▶ PROVIDED DATA
▶

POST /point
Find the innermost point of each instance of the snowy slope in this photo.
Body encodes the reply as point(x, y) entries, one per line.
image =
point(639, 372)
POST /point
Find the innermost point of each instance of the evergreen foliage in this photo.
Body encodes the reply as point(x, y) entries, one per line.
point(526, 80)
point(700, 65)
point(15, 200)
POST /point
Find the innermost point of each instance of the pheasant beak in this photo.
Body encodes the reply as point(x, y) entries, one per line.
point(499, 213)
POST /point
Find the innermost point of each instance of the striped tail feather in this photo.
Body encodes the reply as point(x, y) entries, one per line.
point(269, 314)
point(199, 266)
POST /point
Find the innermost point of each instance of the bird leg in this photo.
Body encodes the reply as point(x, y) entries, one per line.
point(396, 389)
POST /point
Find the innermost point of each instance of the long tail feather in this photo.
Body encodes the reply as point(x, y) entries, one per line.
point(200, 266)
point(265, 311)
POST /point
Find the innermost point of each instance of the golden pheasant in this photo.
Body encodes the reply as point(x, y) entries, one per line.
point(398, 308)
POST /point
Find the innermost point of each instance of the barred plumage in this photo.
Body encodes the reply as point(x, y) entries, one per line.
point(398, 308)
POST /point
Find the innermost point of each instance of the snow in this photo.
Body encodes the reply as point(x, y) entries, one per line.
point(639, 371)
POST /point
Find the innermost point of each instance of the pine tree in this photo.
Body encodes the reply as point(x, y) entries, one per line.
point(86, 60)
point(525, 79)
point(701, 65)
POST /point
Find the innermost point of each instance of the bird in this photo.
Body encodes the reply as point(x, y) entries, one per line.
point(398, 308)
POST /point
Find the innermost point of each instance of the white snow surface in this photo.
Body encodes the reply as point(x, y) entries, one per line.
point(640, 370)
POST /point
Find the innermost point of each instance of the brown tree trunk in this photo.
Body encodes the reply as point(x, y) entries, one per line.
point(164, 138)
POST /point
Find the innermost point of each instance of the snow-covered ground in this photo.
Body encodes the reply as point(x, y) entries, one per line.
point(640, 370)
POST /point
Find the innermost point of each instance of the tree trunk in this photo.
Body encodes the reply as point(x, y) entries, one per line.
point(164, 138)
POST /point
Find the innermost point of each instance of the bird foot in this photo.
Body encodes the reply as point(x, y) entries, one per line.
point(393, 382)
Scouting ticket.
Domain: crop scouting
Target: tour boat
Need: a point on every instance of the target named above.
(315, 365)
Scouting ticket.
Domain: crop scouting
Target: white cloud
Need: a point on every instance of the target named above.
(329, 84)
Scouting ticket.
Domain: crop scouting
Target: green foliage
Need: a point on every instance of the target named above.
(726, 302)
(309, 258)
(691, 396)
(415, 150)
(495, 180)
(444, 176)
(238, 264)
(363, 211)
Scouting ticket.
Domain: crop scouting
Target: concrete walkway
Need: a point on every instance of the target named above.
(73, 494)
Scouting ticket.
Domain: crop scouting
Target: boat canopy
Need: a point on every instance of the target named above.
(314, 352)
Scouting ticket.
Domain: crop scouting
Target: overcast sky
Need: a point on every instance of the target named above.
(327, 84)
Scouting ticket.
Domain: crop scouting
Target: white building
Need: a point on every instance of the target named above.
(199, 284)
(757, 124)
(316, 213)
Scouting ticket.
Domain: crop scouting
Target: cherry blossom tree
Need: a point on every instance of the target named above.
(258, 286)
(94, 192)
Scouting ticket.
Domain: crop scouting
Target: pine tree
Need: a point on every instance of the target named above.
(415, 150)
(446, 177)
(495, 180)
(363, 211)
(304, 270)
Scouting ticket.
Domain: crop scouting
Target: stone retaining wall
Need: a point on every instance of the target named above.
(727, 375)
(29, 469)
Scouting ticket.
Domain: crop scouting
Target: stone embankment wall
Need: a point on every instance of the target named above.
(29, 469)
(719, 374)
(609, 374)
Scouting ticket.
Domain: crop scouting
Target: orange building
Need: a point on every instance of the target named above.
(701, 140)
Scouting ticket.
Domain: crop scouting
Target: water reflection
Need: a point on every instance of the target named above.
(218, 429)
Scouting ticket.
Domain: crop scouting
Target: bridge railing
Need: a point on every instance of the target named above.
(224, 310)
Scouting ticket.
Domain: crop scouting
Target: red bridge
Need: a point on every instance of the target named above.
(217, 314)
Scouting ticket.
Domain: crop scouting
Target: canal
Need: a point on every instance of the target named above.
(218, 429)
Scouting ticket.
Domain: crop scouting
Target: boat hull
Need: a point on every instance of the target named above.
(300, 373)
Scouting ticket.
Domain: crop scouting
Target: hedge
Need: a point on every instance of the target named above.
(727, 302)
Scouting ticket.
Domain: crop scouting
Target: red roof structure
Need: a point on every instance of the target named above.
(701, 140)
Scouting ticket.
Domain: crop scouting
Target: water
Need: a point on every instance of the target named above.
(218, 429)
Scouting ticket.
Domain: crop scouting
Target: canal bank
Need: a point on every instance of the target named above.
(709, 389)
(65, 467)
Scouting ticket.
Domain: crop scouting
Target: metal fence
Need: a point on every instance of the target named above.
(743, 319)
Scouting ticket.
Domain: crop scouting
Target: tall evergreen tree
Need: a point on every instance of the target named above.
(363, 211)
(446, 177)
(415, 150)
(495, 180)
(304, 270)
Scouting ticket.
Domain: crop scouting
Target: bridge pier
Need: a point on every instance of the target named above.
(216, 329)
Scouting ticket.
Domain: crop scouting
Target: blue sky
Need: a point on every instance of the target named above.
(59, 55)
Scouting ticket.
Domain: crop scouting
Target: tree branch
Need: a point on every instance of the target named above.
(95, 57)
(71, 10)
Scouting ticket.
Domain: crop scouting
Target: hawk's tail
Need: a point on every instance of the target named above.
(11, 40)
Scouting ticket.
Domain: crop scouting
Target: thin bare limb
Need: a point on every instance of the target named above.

◀

▶ TASK PROMPT
Output each line of the material above. Nothing should differ from the original.

▶ SOLUTION TO THIS EXERCISE
POST /point
Find the innermost point of each instance of the snowy slope in this photo.
Body encodes the reply as point(x, y) entries, one per line.
image =
point(639, 372)
POST /point
Find the innermost point of each instance of the evergreen foliage in this photo.
Body encodes the reply as point(x, y) entries, one per line.
point(526, 80)
point(700, 65)
point(15, 200)
POST /point
Find the innermost point of each instance of the pheasant beak in this photo.
Body encodes the reply as point(x, y) entries, one per line.
point(499, 213)
POST /point
Find the innermost point of each instance of the striped tail feather in this photo.
Body encodes the reply as point(x, y) entries, one per line.
point(269, 314)
point(199, 266)
POST /point
Find the innermost point of each instance of the bird leg in this photo.
Body encodes the reply as point(x, y) entries, one per line.
point(396, 389)
POST /point
Find the innermost point of each instance of the long tail feather in this photo.
Body encodes the reply as point(x, y) entries, one per line.
point(200, 266)
point(265, 311)
POST /point
Find the innermost point of each instance of the golden pheasant in this photo.
Body encodes the reply as point(x, y) entries, one per line.
point(398, 308)
POST /point
Find the innermost point of each instance of the barred plumage in this photo.
Body encodes the reply as point(x, y) entries, one per line.
point(398, 308)
POST /point
Find the innermost point of each instance of the snow in this photo.
Body encodes the reply as point(x, y) entries, one per line.
point(639, 371)
POST /point
Find the innermost point of each instance of the pine tree in this photo.
Body encodes the reply as point(x, y) entries, one per line.
point(86, 60)
point(525, 79)
point(701, 65)
POST /point
Find the innermost point of each instance of the bird in this photo.
Body encodes the reply as point(x, y) entries, one per line.
point(398, 308)
POST /point
Find the innermost point of each instance of the white snow surface in this photo.
Body encodes the reply as point(x, y) entries, one per line.
point(640, 370)
POST /point
Find the innermost point of each instance of the brown tree trunk in this photo.
Body encodes the reply as point(x, y) entries, one per line.
point(164, 138)
POST /point
Find the innermost point of each instance of the snow-covered ground in this photo.
Body encodes the reply as point(x, y) entries, one per line.
point(640, 370)
POST /point
Find the innermost point of each instance of the tree trunk in this photo.
Body encodes the reply as point(x, y) entries, one per line.
point(164, 138)
POST /point
Find the innermost point of each instance of the bird foot in this photo.
Body encodes the reply as point(x, y) entries, one per line.
point(393, 382)
Scouting ticket.
Domain: crop scouting
Target: tour boat
Need: a point on every instance of the target named above.
(315, 365)
Scouting ticket.
Domain: crop scouting
Target: white cloud
Need: a point on every instance of the target named above.
(329, 84)
Scouting ticket.
Domain: crop scouting
Target: green foliage
Need: a point on every instance of the target named above.
(726, 302)
(309, 258)
(691, 396)
(415, 150)
(495, 180)
(444, 176)
(238, 264)
(363, 211)
Scouting ticket.
Domain: crop scouting
Target: concrete walkway
Need: a point on every instance of the target named above.
(73, 494)
Scouting ticket.
Domain: crop scouting
Target: boat canopy
Need: a point on every instance of the target named above.
(314, 352)
Scouting ticket.
Domain: crop scouting
Target: overcast sky
Need: a point on every instance of the target named above.
(327, 84)
Scouting ticket.
Domain: crop scouting
Target: white building
Need: a point on every instance of the target named above.
(199, 284)
(757, 124)
(316, 213)
Scouting ticket.
Domain: crop scouting
Target: cherry blossom tree
Need: a point on every instance of the target named above.
(258, 286)
(94, 192)
Scouting ticket.
Domain: crop scouting
Target: pine tree
Need: a point on every instance of the target named above.
(415, 150)
(446, 177)
(495, 180)
(363, 211)
(304, 270)
Scouting ticket.
Domain: crop scouting
Target: stone retaining wall
Need: a point on every instance of the target named above.
(727, 375)
(29, 469)
Scouting ticket.
Domain: crop scouting
Target: stone embankment wall
Need: a point on every instance of the target named above.
(29, 469)
(719, 374)
(609, 374)
Scouting ticket.
Domain: crop scouting
Target: orange building
Need: a point on every instance of the target named above.
(701, 140)
Scouting ticket.
Domain: crop scouting
Target: water reflection
Need: a point on every instance of the target named above.
(218, 429)
Scouting ticket.
Domain: crop scouting
Target: bridge railing
Need: a point on every instance of the target named above.
(224, 310)
Scouting ticket.
Domain: crop scouting
Target: red bridge
Need: a point on every instance of the target named above.
(217, 314)
Scouting ticket.
Domain: crop scouting
Target: canal
Need: a point on every instance of the target named above.
(218, 429)
Scouting ticket.
Domain: crop scouting
Target: boat hull
Need: a point on every instance of the target named above.
(300, 373)
Scouting ticket.
Domain: crop scouting
Target: hedge
Need: a point on every instance of the target named above.
(727, 302)
Scouting ticket.
Domain: crop scouting
Target: red roof structure
Need: a point on every instance of the target named above.
(701, 140)
Scouting ticket.
Domain: crop scouting
Target: water
Need: a point on every instance of the target named above.
(218, 429)
Scouting ticket.
Domain: crop scouting
Target: canal bank
Need: a point on every instance of the target named above.
(709, 389)
(65, 467)
Scouting ticket.
Domain: crop scouting
Target: metal fence
Need: a point on every instance of the target named above.
(743, 319)
Scouting ticket.
Domain: crop scouting
Target: tall evergreen tree
Need: a point on every instance of the target named above.
(363, 211)
(446, 177)
(415, 150)
(495, 180)
(304, 270)
Scouting ticket.
Domain: crop scouting
Target: bridge pier
Need: a point on every instance of the target named above.
(216, 329)
Scouting ticket.
Domain: crop scouting
Target: blue sky
Need: a point on every instance of the target named above.
(59, 55)
Scouting ticket.
Domain: crop scouting
Target: tree branch
Need: a point on every instance of the target named above.
(95, 57)
(71, 10)
Scouting ticket.
Domain: crop scouting
Target: hawk's tail
Need: a point on every instance of the target named above.
(11, 40)
Scouting ticket.
Domain: crop scouting
Target: thin bare limb
Need: a point on every instance of the target named above.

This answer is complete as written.